**WHAT YOU WILL DO**
State the number of lines in these records that include the word "calm", and add nothing to it.

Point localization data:

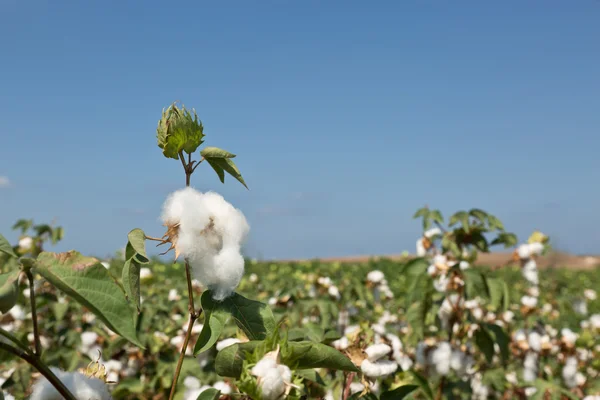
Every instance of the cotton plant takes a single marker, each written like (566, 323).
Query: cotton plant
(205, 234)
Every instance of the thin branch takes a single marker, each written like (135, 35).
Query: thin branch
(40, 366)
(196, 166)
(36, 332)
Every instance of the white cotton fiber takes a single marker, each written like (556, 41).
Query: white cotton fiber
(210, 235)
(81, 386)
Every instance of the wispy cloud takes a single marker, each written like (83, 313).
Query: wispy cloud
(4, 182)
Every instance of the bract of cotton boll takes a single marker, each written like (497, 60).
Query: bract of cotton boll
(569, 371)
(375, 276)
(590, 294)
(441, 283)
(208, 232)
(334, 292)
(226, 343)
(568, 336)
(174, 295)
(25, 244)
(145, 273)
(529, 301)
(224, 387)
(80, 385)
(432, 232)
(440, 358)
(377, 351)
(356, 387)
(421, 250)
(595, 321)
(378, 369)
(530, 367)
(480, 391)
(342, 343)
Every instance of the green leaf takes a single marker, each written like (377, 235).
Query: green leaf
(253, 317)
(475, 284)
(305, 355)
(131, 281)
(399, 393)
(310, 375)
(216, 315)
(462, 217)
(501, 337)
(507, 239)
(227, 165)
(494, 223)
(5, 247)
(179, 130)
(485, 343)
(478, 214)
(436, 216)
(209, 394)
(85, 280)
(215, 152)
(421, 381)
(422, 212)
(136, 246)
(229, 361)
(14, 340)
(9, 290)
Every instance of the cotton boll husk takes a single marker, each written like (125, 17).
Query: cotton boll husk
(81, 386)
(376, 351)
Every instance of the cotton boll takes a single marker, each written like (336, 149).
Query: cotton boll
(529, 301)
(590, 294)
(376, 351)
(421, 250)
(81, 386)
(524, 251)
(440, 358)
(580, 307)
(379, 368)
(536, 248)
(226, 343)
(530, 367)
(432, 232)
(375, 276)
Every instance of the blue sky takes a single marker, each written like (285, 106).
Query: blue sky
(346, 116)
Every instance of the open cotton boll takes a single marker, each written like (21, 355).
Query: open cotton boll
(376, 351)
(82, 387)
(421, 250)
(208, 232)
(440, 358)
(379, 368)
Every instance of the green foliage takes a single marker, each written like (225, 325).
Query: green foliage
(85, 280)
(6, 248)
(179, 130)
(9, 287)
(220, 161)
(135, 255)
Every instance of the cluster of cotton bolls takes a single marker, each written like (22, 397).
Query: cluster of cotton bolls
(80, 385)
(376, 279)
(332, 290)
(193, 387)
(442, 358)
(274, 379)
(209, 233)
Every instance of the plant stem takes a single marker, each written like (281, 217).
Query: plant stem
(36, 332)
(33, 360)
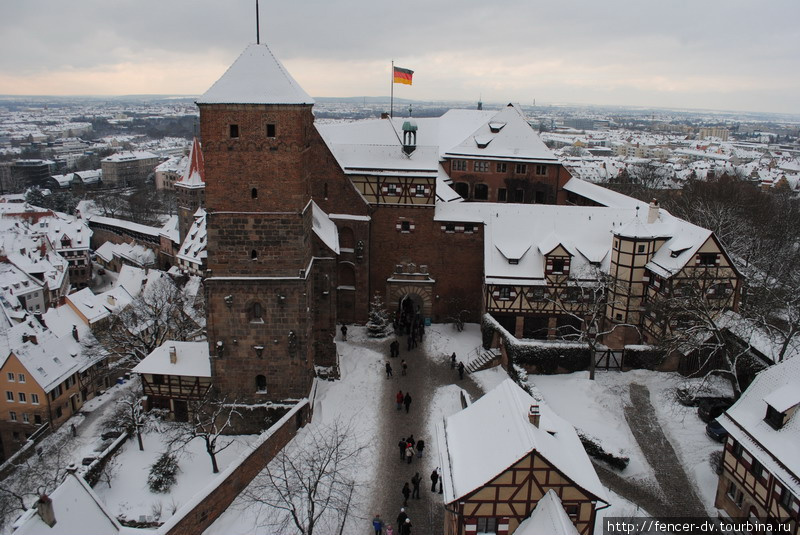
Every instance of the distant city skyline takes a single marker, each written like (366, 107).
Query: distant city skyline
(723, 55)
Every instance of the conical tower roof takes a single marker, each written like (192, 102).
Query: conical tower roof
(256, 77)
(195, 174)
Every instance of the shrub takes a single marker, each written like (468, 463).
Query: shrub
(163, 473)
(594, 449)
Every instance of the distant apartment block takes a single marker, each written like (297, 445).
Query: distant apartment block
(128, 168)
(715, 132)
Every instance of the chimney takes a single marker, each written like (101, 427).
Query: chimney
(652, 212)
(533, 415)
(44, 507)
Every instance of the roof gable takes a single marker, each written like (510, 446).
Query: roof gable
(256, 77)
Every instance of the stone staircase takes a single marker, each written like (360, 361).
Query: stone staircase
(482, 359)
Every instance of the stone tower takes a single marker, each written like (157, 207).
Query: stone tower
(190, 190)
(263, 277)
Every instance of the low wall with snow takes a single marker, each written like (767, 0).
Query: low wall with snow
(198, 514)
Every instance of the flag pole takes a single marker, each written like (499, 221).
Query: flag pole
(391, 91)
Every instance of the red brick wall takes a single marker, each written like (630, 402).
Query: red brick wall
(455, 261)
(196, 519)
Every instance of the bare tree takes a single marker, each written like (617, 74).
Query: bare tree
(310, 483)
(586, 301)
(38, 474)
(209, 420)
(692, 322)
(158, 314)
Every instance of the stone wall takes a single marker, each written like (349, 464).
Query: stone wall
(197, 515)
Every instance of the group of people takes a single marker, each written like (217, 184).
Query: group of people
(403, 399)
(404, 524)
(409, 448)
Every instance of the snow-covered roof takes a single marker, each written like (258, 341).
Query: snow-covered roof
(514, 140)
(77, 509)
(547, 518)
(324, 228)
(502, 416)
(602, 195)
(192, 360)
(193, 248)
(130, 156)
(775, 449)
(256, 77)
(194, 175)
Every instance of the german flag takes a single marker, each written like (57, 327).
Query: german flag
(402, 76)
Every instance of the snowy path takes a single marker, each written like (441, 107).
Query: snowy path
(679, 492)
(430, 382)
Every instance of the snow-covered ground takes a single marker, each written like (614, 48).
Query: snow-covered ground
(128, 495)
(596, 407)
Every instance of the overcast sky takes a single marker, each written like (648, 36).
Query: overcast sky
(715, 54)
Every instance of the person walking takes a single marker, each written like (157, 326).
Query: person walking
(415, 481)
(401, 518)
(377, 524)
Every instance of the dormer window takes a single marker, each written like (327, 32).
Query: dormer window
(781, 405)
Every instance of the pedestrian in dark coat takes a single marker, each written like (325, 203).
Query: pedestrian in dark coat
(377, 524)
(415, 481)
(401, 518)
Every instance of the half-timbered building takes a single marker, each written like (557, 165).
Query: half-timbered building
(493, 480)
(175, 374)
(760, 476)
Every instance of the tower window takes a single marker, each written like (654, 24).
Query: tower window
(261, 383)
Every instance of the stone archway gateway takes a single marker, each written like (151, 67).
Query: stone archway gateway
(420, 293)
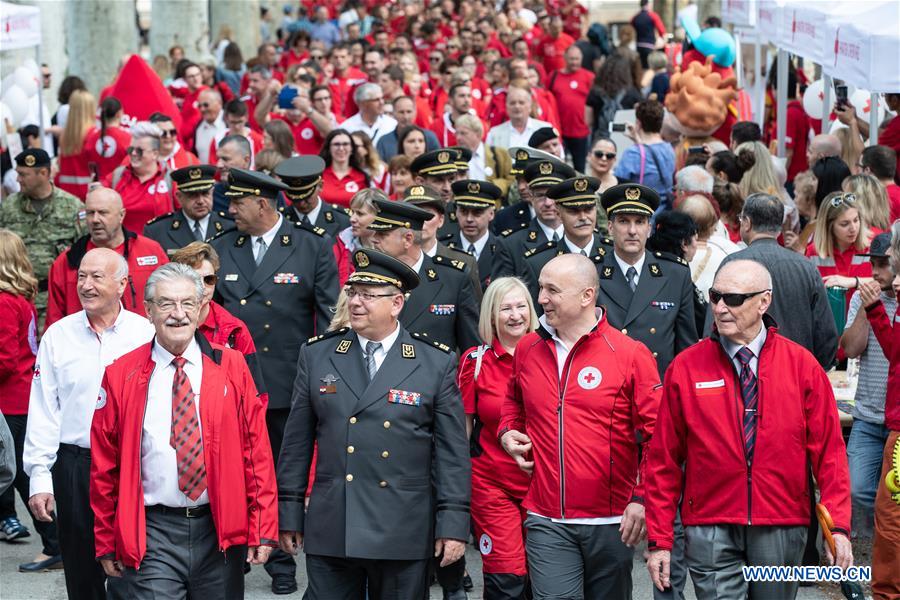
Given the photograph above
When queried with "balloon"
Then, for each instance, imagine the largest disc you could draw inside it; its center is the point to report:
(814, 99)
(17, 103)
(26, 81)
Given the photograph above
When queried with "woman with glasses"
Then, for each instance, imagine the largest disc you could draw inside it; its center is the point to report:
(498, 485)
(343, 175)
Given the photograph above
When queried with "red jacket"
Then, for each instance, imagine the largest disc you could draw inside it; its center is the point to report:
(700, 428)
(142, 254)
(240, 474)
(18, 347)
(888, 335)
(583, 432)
--
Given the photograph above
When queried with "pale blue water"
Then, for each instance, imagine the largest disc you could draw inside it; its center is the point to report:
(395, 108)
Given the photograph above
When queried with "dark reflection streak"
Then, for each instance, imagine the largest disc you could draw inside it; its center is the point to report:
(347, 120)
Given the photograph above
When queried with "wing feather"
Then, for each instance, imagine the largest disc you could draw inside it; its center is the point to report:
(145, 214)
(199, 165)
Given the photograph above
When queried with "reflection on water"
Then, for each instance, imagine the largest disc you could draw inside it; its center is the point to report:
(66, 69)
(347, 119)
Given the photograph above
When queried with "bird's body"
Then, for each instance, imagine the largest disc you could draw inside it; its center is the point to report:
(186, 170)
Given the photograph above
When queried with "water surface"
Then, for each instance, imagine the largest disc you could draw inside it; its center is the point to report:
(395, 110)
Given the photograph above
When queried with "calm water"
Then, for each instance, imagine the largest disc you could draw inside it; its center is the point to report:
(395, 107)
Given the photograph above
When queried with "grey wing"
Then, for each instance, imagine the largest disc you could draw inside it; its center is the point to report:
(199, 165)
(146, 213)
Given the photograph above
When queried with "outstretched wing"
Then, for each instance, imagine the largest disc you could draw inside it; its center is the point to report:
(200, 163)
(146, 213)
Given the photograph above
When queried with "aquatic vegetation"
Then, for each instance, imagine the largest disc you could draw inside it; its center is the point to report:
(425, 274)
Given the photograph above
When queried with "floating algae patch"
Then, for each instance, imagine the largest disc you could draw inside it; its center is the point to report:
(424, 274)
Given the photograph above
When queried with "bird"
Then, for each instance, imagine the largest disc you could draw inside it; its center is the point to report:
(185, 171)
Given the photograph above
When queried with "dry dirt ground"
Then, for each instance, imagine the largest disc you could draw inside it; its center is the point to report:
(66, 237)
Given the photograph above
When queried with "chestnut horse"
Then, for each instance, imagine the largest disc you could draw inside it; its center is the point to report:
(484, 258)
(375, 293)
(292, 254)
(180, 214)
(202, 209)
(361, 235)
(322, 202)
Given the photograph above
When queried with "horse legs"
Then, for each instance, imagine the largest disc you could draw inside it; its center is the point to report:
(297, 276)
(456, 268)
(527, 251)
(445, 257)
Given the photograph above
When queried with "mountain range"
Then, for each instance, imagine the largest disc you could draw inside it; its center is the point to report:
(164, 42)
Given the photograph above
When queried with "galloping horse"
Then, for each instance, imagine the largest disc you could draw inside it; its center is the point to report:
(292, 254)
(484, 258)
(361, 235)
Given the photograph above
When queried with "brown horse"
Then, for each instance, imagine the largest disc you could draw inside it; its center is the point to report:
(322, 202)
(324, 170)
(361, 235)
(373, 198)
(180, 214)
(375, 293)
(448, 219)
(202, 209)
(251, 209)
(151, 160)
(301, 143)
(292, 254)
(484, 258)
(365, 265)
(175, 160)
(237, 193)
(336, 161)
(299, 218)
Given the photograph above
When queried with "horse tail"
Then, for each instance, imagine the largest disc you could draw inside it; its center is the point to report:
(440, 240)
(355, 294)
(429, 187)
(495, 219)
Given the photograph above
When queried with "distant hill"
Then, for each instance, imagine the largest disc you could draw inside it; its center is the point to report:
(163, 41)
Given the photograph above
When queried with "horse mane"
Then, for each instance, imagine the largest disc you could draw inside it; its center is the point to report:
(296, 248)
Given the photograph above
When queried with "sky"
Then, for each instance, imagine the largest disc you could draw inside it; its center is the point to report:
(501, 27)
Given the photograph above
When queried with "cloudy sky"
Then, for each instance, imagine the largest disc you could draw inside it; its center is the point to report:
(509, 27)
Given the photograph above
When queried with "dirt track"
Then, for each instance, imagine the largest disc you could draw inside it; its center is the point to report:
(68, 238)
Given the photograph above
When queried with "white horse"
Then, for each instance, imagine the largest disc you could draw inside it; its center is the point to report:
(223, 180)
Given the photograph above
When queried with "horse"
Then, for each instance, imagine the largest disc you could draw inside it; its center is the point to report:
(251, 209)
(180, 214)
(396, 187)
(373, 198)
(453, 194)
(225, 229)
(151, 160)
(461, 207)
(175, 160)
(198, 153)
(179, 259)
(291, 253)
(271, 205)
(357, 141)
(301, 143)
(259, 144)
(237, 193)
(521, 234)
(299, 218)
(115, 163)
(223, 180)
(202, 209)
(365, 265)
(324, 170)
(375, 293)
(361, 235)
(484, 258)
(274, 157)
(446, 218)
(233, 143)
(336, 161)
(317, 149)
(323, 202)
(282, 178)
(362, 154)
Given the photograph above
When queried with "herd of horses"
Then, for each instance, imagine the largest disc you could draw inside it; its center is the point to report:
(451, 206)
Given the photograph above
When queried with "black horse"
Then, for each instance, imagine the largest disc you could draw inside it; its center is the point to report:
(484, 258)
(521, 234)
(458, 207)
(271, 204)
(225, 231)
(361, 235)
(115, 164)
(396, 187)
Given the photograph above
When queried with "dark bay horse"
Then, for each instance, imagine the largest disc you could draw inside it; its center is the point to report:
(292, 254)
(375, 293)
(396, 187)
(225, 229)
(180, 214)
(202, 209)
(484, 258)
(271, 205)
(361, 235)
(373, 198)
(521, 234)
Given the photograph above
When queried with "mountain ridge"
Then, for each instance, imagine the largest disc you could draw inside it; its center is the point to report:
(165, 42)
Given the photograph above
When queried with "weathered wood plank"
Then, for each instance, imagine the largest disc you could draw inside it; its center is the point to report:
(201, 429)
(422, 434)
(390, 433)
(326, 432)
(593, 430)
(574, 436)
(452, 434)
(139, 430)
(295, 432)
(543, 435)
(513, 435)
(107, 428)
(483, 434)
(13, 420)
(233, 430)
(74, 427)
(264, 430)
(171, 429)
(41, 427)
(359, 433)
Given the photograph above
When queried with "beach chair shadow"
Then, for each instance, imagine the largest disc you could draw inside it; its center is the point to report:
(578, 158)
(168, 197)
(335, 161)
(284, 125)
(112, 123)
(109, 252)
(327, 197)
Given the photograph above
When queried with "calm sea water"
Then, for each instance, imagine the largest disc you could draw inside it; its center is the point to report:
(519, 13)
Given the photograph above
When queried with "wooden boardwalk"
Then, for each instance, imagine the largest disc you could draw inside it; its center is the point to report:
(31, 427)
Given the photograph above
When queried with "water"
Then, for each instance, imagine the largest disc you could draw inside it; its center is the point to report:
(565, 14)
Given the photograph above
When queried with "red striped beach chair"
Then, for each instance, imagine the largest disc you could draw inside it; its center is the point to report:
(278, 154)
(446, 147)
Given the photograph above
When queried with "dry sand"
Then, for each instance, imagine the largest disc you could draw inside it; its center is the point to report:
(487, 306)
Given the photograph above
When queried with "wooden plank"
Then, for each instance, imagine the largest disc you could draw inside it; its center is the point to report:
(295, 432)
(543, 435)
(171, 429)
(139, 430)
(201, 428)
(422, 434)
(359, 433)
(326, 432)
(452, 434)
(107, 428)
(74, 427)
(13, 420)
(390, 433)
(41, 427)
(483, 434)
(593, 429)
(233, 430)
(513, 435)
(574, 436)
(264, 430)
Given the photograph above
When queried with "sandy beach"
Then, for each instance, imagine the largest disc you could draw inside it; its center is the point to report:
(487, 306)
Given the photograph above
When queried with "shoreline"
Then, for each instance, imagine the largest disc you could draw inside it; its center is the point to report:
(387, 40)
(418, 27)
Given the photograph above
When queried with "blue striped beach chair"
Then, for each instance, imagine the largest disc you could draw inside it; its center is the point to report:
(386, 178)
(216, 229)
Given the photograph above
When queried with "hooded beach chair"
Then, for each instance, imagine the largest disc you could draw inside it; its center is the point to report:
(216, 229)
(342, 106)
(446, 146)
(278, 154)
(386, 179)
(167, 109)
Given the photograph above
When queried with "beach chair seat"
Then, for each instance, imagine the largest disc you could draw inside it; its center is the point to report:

**EXERCISE RESULT**
2